§ REQUIRED ACTIONS:
[A] According to the post on research methodology, what is the name for the practice of having two clinicians observe a child's behavior and then compare and finalize their analyses?
[B] Return the part of the research methodology post that opens with the words containing "Observation on a child's" and closes with "of the tyre.".
[C] Resume the post on research methodology, validity and reliability, continuing from its final sentence.

§ SOURCE DOCUMENT:
[Start of Attachment]

Sunday, November 20, 2011

Research Methodology - Validity & Reliability

Reliabilty is the measure's consistency in leading to results on different but comparable occassions.

Observation on a child's behavior was conducted by two different clinicians. Their analysis were compared and finalised. This is called inter rater reliability.

A similar test, arranged in different format, is given to the same person one week apart and the results are compared. This is another concept of reliability called test-retest reliability.




Validity refers to the extent of which a test measures what it is supposed to measure. A car speedometer is supposed to measure the speed of the vehicle, not the air pressure of the tyre. 
 
There are two types of validity - internal validity and external validity.

Internal validity refers to what extent the the test measures what it supposed to measure within the parameters of various variables.

[End of Attachment]

§ SUPPLIED INFORMATION:
[Start of Attachment]

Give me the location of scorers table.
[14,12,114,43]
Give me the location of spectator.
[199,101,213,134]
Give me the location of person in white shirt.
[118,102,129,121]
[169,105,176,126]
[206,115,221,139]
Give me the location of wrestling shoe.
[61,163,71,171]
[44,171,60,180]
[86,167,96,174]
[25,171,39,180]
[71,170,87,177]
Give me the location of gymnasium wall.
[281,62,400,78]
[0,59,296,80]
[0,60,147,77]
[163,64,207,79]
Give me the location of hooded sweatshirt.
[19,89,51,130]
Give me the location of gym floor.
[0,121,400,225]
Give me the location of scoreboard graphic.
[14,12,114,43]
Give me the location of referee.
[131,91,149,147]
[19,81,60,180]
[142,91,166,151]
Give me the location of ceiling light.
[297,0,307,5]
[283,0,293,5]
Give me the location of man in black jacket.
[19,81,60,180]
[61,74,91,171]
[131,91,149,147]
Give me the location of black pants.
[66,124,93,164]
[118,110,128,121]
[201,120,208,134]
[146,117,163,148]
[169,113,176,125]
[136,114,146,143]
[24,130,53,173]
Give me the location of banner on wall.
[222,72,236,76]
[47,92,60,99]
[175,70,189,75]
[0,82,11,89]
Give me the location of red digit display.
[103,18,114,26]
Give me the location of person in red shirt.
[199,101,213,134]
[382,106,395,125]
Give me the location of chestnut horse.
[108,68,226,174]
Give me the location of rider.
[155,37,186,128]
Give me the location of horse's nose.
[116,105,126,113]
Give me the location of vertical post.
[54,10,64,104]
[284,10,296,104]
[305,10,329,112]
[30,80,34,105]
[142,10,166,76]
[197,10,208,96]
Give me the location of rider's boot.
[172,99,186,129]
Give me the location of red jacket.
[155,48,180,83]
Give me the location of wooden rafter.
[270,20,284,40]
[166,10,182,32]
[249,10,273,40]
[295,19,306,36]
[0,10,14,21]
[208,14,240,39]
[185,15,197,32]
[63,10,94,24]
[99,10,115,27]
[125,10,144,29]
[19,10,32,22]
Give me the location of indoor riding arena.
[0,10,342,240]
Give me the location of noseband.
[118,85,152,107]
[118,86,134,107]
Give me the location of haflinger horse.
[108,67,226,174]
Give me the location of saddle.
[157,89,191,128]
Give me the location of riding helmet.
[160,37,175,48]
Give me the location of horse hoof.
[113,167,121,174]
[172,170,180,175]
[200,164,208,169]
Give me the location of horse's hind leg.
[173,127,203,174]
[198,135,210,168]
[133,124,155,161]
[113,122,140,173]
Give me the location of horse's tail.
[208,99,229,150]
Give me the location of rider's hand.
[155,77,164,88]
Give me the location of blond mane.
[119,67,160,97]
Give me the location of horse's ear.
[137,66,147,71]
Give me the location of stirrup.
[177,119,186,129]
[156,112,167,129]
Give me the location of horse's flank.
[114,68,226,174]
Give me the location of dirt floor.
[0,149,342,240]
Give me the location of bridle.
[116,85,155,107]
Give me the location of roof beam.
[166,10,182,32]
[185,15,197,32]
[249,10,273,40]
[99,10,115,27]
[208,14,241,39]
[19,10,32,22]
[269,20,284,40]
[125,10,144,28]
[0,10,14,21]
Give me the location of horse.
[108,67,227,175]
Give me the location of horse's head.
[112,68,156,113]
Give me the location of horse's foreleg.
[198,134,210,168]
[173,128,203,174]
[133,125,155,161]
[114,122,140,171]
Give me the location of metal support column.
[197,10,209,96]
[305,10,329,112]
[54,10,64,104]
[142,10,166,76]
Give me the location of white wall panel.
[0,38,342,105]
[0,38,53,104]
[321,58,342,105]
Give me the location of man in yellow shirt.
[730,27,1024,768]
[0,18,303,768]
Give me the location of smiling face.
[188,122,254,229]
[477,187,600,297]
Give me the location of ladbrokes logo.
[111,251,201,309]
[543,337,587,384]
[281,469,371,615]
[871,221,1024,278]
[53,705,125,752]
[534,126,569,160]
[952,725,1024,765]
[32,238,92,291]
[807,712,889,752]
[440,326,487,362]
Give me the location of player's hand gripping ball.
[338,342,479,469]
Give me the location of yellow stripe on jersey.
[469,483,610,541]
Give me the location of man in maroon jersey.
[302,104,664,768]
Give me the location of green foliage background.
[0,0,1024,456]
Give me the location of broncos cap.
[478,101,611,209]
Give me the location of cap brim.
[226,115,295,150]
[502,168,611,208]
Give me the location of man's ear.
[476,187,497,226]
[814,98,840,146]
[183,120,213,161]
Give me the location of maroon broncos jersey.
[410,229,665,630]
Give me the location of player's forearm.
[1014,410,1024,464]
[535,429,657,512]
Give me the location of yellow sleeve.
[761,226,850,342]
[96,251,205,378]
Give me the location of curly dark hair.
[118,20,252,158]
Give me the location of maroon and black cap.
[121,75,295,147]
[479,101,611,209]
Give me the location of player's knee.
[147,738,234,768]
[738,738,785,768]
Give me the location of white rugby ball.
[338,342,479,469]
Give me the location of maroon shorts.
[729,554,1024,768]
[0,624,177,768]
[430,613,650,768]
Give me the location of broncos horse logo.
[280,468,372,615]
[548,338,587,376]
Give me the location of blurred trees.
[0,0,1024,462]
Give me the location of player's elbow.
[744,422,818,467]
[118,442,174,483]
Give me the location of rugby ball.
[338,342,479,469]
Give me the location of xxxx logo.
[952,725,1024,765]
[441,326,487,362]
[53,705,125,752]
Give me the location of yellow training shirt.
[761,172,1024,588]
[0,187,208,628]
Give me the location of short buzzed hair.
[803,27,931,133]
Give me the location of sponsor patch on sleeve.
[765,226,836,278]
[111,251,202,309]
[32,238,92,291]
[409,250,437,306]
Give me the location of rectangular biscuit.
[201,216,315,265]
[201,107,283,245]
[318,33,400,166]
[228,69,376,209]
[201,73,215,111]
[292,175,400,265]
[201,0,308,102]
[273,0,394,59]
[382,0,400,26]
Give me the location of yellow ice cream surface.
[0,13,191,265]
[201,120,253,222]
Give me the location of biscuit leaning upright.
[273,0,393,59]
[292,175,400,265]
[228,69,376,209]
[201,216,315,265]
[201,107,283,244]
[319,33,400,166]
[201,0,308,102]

[End of Attachment]

§ ANSWERS BY TASK:
[A] Inter rater reliability.

[B]
Observation on a child's behavior was conducted by two different clinicians. Their analysis were compared and finalised. This is called inter rater reliability.

A similar test, arranged in different format, is given to the same person one week apart and the results are compared. This is another concept of reliability called test-retest reliability.




Validity refers to the extent of which a test measures what it is supposed to measure. A car speedometer is supposed to measure the speed of the vehicle, not the air pressure of the tyre.

[C]
For instance, in Zimbardo deindividuation concept,

Case A : a group of anonymous people, encountering an obnoxious man,

Case B: a group on non anonymous people, encountering pleasant woman,

In Case A, did they act aggresively due to being anonymous or due to the obnoxious man, or both?

In Case B, They didn't act aggresively, was it because they are non anonymous, or because there was a pleasant lady or both?

So internal validity is very concerned with what you are supposed to be measuring.

Just like a speedometer of a car is not supposed to measure air pressure even though it produces reliable and consistent figures.

External validity, on the other hand, concerns with how much extent the test in the laboratory setting can be generalised into a real life circumstances.

Delivering electric shocks in the laboratory setting is quite different from obeying the authority to carry out evil acts in the dark night.